[Entries in a dataset]
####
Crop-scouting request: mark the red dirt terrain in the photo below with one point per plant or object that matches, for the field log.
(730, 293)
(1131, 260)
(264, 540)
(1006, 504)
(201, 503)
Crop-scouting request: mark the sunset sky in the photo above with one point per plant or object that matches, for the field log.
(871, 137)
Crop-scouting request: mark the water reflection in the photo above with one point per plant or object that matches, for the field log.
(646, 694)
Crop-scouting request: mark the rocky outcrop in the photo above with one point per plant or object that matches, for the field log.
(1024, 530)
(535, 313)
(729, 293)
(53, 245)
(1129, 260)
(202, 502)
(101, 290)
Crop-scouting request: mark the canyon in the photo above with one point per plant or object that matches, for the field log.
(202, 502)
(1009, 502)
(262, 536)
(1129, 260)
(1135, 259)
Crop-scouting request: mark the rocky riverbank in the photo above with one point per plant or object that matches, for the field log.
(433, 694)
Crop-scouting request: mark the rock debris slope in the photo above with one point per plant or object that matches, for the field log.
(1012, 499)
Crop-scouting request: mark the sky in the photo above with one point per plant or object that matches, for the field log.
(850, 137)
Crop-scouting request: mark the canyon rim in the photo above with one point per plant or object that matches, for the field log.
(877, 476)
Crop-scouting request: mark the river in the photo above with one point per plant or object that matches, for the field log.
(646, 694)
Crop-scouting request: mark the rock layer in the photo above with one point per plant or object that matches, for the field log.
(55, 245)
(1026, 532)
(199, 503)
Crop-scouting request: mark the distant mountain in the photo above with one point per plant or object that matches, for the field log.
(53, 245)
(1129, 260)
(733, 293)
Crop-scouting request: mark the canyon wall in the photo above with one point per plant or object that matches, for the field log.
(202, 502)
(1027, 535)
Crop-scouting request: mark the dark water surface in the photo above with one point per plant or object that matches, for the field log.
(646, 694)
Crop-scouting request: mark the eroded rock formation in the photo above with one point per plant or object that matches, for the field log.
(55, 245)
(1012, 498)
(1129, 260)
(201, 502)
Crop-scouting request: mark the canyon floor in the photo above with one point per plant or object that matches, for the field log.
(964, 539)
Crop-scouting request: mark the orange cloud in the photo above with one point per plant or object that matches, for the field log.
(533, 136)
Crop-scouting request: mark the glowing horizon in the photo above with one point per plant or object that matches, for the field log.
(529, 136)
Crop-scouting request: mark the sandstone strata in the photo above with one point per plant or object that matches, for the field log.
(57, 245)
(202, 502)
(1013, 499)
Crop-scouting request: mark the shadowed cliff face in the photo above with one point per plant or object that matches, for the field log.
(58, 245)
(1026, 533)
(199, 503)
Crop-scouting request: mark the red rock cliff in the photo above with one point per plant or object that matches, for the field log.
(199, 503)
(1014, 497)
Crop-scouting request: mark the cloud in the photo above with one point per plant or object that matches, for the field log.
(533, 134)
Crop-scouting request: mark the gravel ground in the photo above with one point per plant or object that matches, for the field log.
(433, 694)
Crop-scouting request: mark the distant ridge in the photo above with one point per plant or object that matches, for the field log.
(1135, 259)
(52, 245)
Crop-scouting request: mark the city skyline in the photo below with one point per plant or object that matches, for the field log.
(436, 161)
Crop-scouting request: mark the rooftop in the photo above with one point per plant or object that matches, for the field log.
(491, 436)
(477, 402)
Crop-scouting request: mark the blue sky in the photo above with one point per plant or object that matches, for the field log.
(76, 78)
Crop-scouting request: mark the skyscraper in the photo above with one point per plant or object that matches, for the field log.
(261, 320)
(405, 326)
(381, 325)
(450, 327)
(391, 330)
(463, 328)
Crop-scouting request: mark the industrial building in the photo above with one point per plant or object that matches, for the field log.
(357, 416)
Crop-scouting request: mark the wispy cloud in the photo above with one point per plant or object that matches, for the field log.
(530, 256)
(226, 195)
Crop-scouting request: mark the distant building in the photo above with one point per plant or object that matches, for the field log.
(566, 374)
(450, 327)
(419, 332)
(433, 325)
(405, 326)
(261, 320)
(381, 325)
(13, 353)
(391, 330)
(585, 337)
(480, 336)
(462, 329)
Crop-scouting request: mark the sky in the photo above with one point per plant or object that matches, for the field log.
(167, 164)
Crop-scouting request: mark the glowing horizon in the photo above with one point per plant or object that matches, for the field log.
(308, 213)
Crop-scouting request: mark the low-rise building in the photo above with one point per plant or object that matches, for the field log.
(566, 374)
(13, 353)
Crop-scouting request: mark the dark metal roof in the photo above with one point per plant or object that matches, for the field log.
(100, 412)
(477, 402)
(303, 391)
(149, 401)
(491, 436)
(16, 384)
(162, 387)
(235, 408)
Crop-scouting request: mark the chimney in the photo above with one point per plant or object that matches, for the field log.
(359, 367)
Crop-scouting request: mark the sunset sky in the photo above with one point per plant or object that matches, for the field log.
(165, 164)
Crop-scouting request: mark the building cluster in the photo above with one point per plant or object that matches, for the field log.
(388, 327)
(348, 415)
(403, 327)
####
Reproduce every entry above verbatim, keeping the original line order and wording intact.

COMPLETED TASK -
Crop-scouting request: mark the red dirt terrain in the photo below with one point per plant or object that matches, for the field log.
(730, 293)
(1131, 260)
(264, 540)
(1006, 504)
(201, 503)
Crop-scouting request: mark the sunset sky in the photo above with one point per plant or object that matches, for the field log.
(871, 137)
Crop-scouting request: mark the water reflection in the photo above with one point per plant or object that matches, for the field log.
(646, 694)
Crop-scouting request: mark the rocky outcrop in the photo above with one point per plant or object that matches, for the field log.
(1024, 530)
(535, 313)
(729, 293)
(53, 245)
(1129, 260)
(202, 502)
(101, 290)
Crop-scouting request: mark the canyon in the photo above with one point per plant or object that matches, for the field log.
(202, 502)
(1009, 502)
(262, 536)
(1129, 260)
(1135, 259)
Crop-scouting request: mark the rocky riverbank in the photo above with one point per plant or object that matches, for the field log.
(433, 694)
Crop-scouting request: mark the rock debris slope in the photo above with one point per plant or object that matches, for the field log.
(1012, 499)
Crop-scouting request: mark the sky in the photo above with one point per plant or object that matches, for the field log.
(850, 137)
Crop-scouting request: mark the canyon rim in the photo above with one point per plant or object that matches, for the field log.
(877, 476)
Crop-scouting request: mark the river in the photo above with one point per plant or object that matches, for the field log.
(646, 694)
Crop-scouting request: mark the rock layer in the photo above with one point per plant or object that matches, for the field log.
(55, 245)
(1026, 532)
(199, 503)
Crop-scouting request: mark the distant mountain in the photo above with one point per plant or object that matches, for the field log.
(53, 245)
(1129, 260)
(733, 293)
Crop-scouting request: mark the canyon wall in the photo above with one point per plant or object that matches, for the field log.
(202, 502)
(1027, 535)
Crop-scouting request: mark the dark water surface in the photo above with one point per plant or object that matches, for the field log.
(646, 694)
Crop-scouting request: mark the eroded rock formation in the photo above with one point per plant or object that matches, for the field log.
(55, 245)
(1012, 498)
(1129, 260)
(201, 502)
Crop-scouting request: mark the canyon floor in the photo above with one point per plant or object that matches, for the field log.
(964, 539)
Crop-scouting request: mark the orange cloud in the photo above with one point per plant or object that matches, for the field log.
(533, 136)
Crop-scouting request: mark the glowing horizon in the photo above with one point per plant or object that matches, for the field log.
(529, 136)
Crop-scouting request: mark the sandstone strata in the photo above with one point per plant or object that matches, for the field log.
(57, 245)
(202, 502)
(1013, 499)
Crop-scouting request: mark the shadowed cliff face in the photo above with one point per plant or object that matches, for the field log.
(58, 245)
(1026, 533)
(199, 503)
Crop-scouting request: mark the red rock cliff in the photo above with one point per plant or object that matches, for the field log.
(199, 503)
(1014, 497)
Crop-scouting request: mark the cloud in the photo above with one point per plant or object that matches, for the field log.
(533, 134)
Crop-scouting request: mark the gravel ground in the photo above with one point per plant or object that matches, for the field log.
(433, 694)
Crop-scouting request: mark the distant ridge in the photo above with one point per plant or object that matches, for the field log.
(1135, 259)
(52, 245)
Crop-scouting request: mark the city skyline in the photo below with one point per plant or object that matches, for the field log.
(436, 161)
Crop-scouting request: mark the rooftop in the photo above with one point per plant or object that matches, for the field log.
(491, 436)
(477, 402)
Crop-scouting request: mark the blue sky in the photo above with one point per plant or object that matches, for the field log.
(76, 78)
Crop-scouting request: mark the skyscraper in the photo above with one point per plant or object that matches, for the field log.
(261, 320)
(405, 326)
(381, 325)
(450, 327)
(391, 330)
(463, 328)
Crop-scouting request: mark the industrial building in the photo above with one point per plant or object that matches, for the field log.
(357, 416)
Crop-scouting request: mark the wispy cloud in the photo above with one point per plant or object that matches, for the field log.
(530, 256)
(226, 195)
Crop-scouting request: mark the distant building in the photo above with one point per plant or object that matches, for the field log.
(566, 374)
(450, 327)
(419, 332)
(433, 325)
(405, 326)
(261, 320)
(381, 325)
(13, 353)
(391, 330)
(585, 337)
(480, 336)
(462, 329)
Crop-scouting request: mark the sky in the photo above with one point per plant or object that matches, for the field log.
(167, 164)
Crop-scouting request: mark the glowing horizon in the photo above with one point per plant or object that matches, for the field log.
(308, 213)
Crop-scouting request: mark the low-rise building in the photo above with one point per plant or object that matches, for the field log.
(566, 374)
(13, 353)
Crop-scouting request: mark the dark metal roof in the photo above with one point per plant or object that matches, for the field log.
(100, 412)
(477, 402)
(303, 391)
(149, 401)
(491, 436)
(16, 384)
(162, 387)
(235, 408)
Crop-scouting request: mark the chimney in the photo above with one point per plant or object that matches, for the field log.
(359, 367)
Crop-scouting request: mark the sunset sky in the photo above with one point per plant or object that matches, for the field log.
(165, 164)
Crop-scouting request: mark the building cluster in the photo above with one point per plant or object that matches, for the field log.
(388, 327)
(348, 415)
(403, 327)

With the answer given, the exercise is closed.